◆ Records supplied ◆

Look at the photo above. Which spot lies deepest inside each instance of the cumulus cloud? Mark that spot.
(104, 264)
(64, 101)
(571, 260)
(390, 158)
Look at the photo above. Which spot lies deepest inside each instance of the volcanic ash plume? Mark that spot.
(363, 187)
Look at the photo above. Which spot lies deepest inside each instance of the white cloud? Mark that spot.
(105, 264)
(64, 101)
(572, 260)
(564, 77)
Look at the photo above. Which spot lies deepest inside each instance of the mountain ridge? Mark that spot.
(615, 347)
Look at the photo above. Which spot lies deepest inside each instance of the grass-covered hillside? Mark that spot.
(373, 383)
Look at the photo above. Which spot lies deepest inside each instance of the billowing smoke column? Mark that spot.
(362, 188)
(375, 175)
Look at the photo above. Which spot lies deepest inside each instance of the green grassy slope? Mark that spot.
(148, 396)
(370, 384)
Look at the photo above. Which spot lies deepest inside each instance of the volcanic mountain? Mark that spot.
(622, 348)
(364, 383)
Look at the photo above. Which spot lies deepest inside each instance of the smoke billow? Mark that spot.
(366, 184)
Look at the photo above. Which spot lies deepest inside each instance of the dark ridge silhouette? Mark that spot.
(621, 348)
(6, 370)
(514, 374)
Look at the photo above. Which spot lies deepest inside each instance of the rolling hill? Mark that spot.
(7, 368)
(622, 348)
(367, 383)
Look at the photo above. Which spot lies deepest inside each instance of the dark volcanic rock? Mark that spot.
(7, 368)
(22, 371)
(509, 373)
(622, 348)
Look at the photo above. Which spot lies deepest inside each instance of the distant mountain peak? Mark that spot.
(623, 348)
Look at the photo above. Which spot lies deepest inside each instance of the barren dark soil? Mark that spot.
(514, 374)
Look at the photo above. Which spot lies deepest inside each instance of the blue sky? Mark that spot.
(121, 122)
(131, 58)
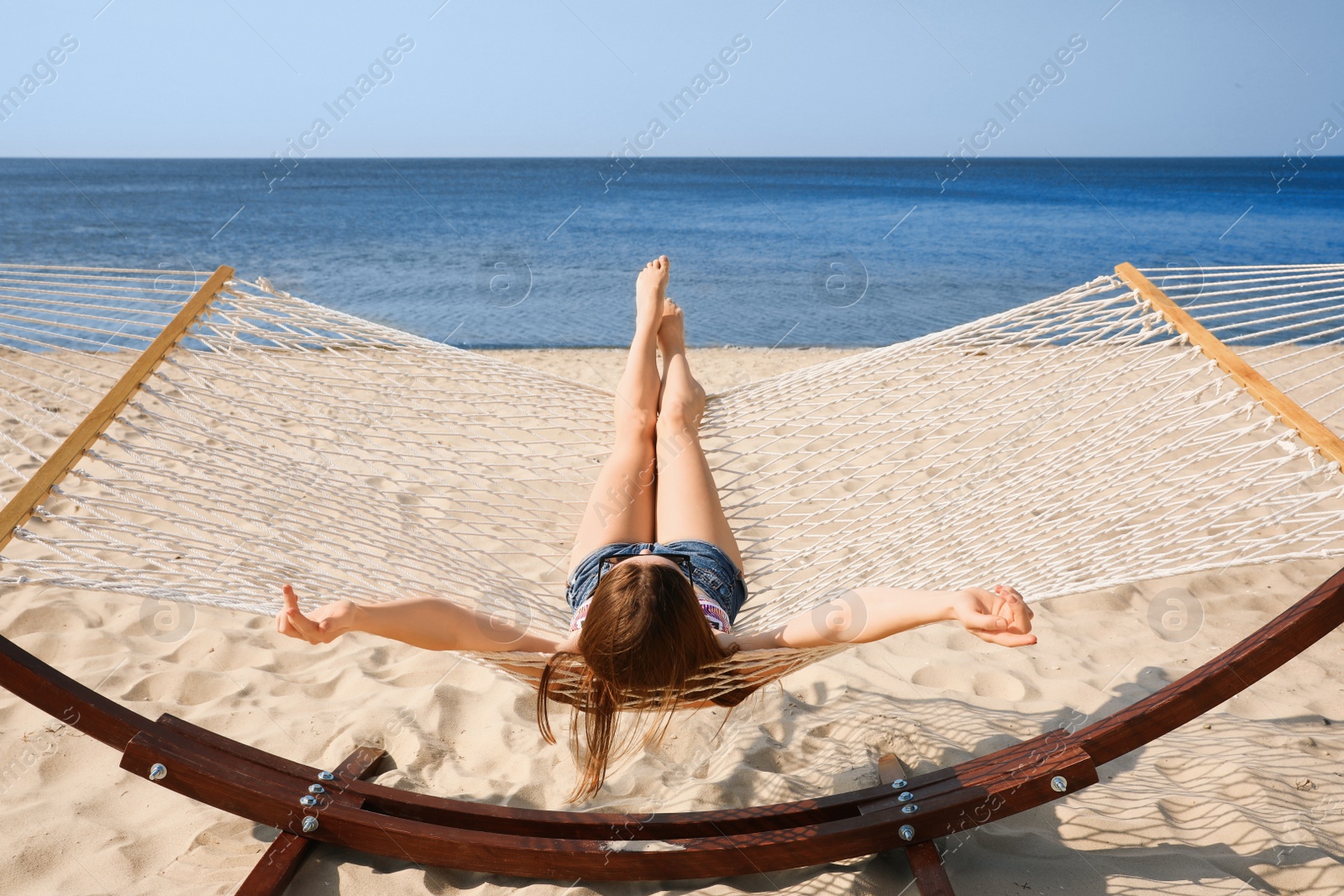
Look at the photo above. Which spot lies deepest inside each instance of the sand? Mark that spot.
(1247, 799)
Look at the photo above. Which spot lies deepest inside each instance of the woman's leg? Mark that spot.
(689, 500)
(622, 506)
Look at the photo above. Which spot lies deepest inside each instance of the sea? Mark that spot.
(522, 253)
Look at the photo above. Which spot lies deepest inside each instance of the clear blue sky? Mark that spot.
(578, 76)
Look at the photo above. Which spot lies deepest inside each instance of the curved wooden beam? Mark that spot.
(660, 846)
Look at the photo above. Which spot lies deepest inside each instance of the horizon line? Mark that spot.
(647, 157)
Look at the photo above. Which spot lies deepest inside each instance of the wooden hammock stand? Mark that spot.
(339, 808)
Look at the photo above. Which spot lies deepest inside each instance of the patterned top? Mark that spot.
(714, 614)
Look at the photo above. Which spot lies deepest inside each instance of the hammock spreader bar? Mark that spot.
(312, 805)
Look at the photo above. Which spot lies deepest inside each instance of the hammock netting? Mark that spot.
(1068, 445)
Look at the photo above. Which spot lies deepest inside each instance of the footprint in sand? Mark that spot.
(996, 684)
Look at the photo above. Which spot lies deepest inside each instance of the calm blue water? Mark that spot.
(793, 251)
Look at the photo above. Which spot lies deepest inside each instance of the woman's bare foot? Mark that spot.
(649, 293)
(671, 328)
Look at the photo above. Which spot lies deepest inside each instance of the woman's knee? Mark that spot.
(636, 422)
(680, 416)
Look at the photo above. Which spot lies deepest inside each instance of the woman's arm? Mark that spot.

◆ What to work on ◆
Copy all of the rows above, replacing "photo" with "image" everywhere it appears and changing nothing else. Leave the pictures out.

◆ Written response ◆
Look at the image above. Which spot lies deepest inside each instance of the cumulus cloud? Mark that spot.
(104, 264)
(64, 101)
(571, 260)
(390, 158)
Look at the image above. Which spot lies deepest inside each instance of the volcanic ash plume? Mark that spot.
(363, 187)
Look at the image above. Which spot lies deepest inside each instance of the white cloud? Mark that spot.
(105, 264)
(64, 101)
(572, 260)
(564, 77)
Look at the image above. Which spot lies deepest inside each instance of the mountain ridge? Mark that spot.
(615, 347)
Look at the image above. Which spot lies deepest inside each instance of the grass-covered hillside? Mark that spot.
(373, 383)
Look at the image above. Which spot lies deepest inside each instance of the billowing smoke column? Mark that spot.
(362, 188)
(375, 175)
Look at the image above. Which spot lies deepest inside each instance of the green grassy slope? Mark that spot.
(148, 396)
(370, 384)
Look at the image above. Which spot lies deepest inside each instance of the volcanic mountain? Mark that spot.
(622, 348)
(364, 383)
Look at the image above. Which spot lies deepest inside each instance of the smoke billow? Mark that spot.
(366, 184)
Look at the image above. Which spot lies deepest inside each instance of the dark ridge silhouette? Mark that spot.
(621, 348)
(6, 370)
(514, 374)
Look at the image above. Which spot lies deepest inside each instance of the rolling hill? Mark that spot.
(7, 368)
(622, 348)
(367, 383)
Look at the image above. Which spot lies deepest inside each instance of the dark volcanic rock? Mark that spot.
(7, 368)
(22, 371)
(509, 373)
(622, 348)
Look at the image above. Which spot lies deepest inside each instance of the distant mountain peak? Mark that spot.
(623, 348)
Look at the image above. Which spot lies deepest inside each instance of the barren dark soil? Mark that spot.
(514, 374)
Look at the image above. Which spot lies deepest inside each instance of the blue sky? Mark that spot.
(121, 122)
(131, 58)
Look at the image above. Which spot lies deepest inside each instance of the sand? Mark that spot.
(1247, 799)
Look at the image above. Which spot lies deepest inside each instance of the woman's leg? Mark that spot.
(689, 500)
(622, 506)
Look at the image above. Which spot lies deepest inside each instance of the sea? Mark that spot.
(522, 253)
Look at the image above. Which spot lies deepest inside each instance of the clear blue sky? Mark that spot.
(578, 76)
Look at the image above. Which spot lies deepest inside each instance of the curved wooden beam? Mark that spot.
(660, 846)
Look at the image above. Which spot lies deepest inside each instance of the horizon line? Mark that spot.
(647, 157)
Look at the image above. Which spot lies deepest inside each instance of the wooden hammock stand? Mark that spot.
(339, 808)
Look at the image above. Which spot lies deepest inside each instance of the patterned top? Mark that spot.
(714, 614)
Look at the image above. Which spot lies deepest inside each instance of the hammock spreader bar? Mark that spot.
(312, 805)
Look at the image above. Which spot lies deepest inside each instance of the hammock netting? Mark that spot.
(1068, 445)
Look at the image above. Which spot lies deepest inside each instance of the footprint in sand? Mark that spot.
(996, 684)
Look at the image above. Which spot lies deepest inside each instance of the calm blue water? Mark that spot.
(793, 251)
Look at the image above. Which spot lies deepest inside each instance of the woman's bare foot? Mark that spot.
(649, 293)
(671, 328)
Look at the image above. Which spot lies deepest inside each instance of the woman's knee? Mark that spot.
(636, 422)
(680, 416)
Look at the image above. Which spot lies deepest inside each instance of the woman's arm? Mark that spot.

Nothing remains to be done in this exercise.